Extracted text >>
My Cheyenne Frontier Days 5 life phases – The World Needs More Cowboys

Cheyenne Frontier Days changes, but stays the same. This will be my 65th CFD. Wherever I am, I manage to stop by for at least a day.

The world needs more cowboys.

It’s been several years now since CFD expanded into an extra weekend added onto the “last full week of July.” It was controversial when that happened, CFD became more about profits.

The change amounted to an extra parade, a couple more shows and bull riding and three or four more days of tourists buying boots and hats.

There are huge crowds and kids selling ice cold soft drinks along the parade route.

Two CFD mainstays, the Hitching Post Inn was out of business for many years before it was torched and the Mayflower burned, came back and then went out for good. It’s now a sushi place of all things.

cfd rose garden bob

Bob Larue and yours truly filming Rose Garden at the CFD parade in front of Marv’s Pawnshop.

All businesses either make or break their year based on CFD trade. A new sandwich place called the Capitol Cuisine opened last week hoping for a big start.

The night show entertainment is taking over as the big draw these days. CFD numbers are up, not because of the rodeo, but because of the party atmosphere promoted during CFD. The standing room seats are the primo tickets and a party zone for young people who think hamburger comes from the grocery store.

The world needs more cowboys.

Back in the good old days, the popular shows were family acts like Doc and Festus from “Gunsmoke” and the chuck wagon races. They don’t do those anymore either due to liability issues.

Being a Cheyenne native, some people are surprised to learn that my family and I were city people and didn’t get much into the rodeo part of Frontier Days.

Despite that, I figure I’ve been through four, going on five phases in my CFD lifespan, not counting my very early years I chased pieces of candy in the street at the parade. That’s not allowed now.

Who picked up those plastic ducks from the water raceway at the carnival?

1. Parade Pop Sales – When I was in the fifth and sixth grades, one of my golfing pals,  Pat Higgins, my sister Lori and cousin Matthew from Salt Lake City sold ice cold pop along the parade routes.

Set task 1 >> In the Cheyenne Frontier Days piece, what is the name of the sandwich place that opened last week?
Set task 2 >> Continue the Cheyenne Frontier Days piece from where it stops.
The records have no connection to the Cheyenne Frontier Days text.

Recorded data >>
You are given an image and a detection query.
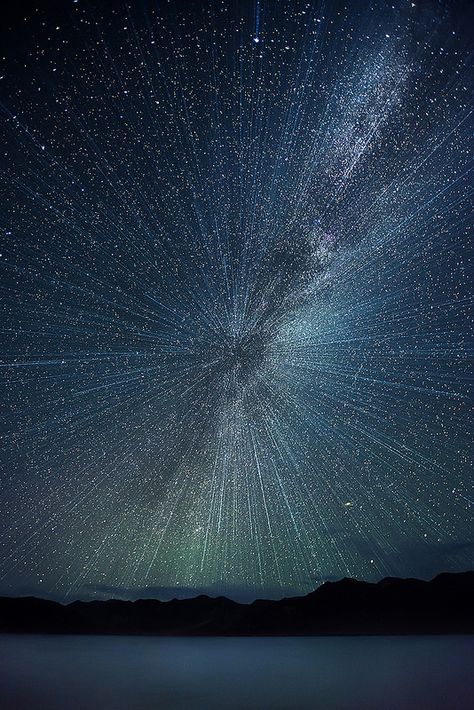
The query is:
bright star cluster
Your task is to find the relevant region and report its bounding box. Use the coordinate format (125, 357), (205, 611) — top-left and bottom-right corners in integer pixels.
(0, 0), (474, 599)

Expected answer 1 >> The Capitol Cuisine.

Expected answer 2 >>
cfd alan lori

My sister and I getting ready to ride the hay wagon in the CFD parade.

Two months ahead of time was spent hoarding all the cheap off-brand sodas like Shurfine and Cragmont to sell at each of the three parades that wound through downtown Cheyenne. Although my dad worked for Coca Cola, we opted for a higher profit margin. Besides, thirsty parade goers weren’t interested in brands, they just wanted something wet and cold. This was well before bottled water. I think it was before flip tops and we had to open them using a can opener.

The first year, we ran out of pop and wasted at least a half an hour running over to Brannen’s Market on Carey Ave. which is now a Wyoming state government office.

During subsequent years, three red wagons were dispatched and cars with additional supply strategically parked along the parade route. My cousin saved the bag of loose change from his first take as a reminder of his first entrepreneurial project. I wonder if he still has it.

These days, kids have to get a permit and be accompanied by an adult. Plus there is no selling in the street in front of potential customers, only on the sidewalk behind them.

Sheesh – talk about over regulation.

2. Learning Human Nature at an Early Age – The Hitching Post Inn was the most popular CFD party spot. When I was in junior high school my first job was working as a bus boy there during the summers of 1966 to 1968. It gave me an early education about human nature – I hadn’t run into as many jerks and a**holes as I did during those days and nights at the Hitch.


The Hitching Post was one of the CFD hot spots. It was my best job.

My favorite shifts during CFD were 7pm to 3am and 11pm to 7am. There was always plenty of action for a 14 year old kid – running booze and glasses to the smoke filled Coach Rooms for the Son’s of the Pioneers Show, shooting the breeze with fun-seeking cowboys and their girlfriends at the counter in the coffee shop.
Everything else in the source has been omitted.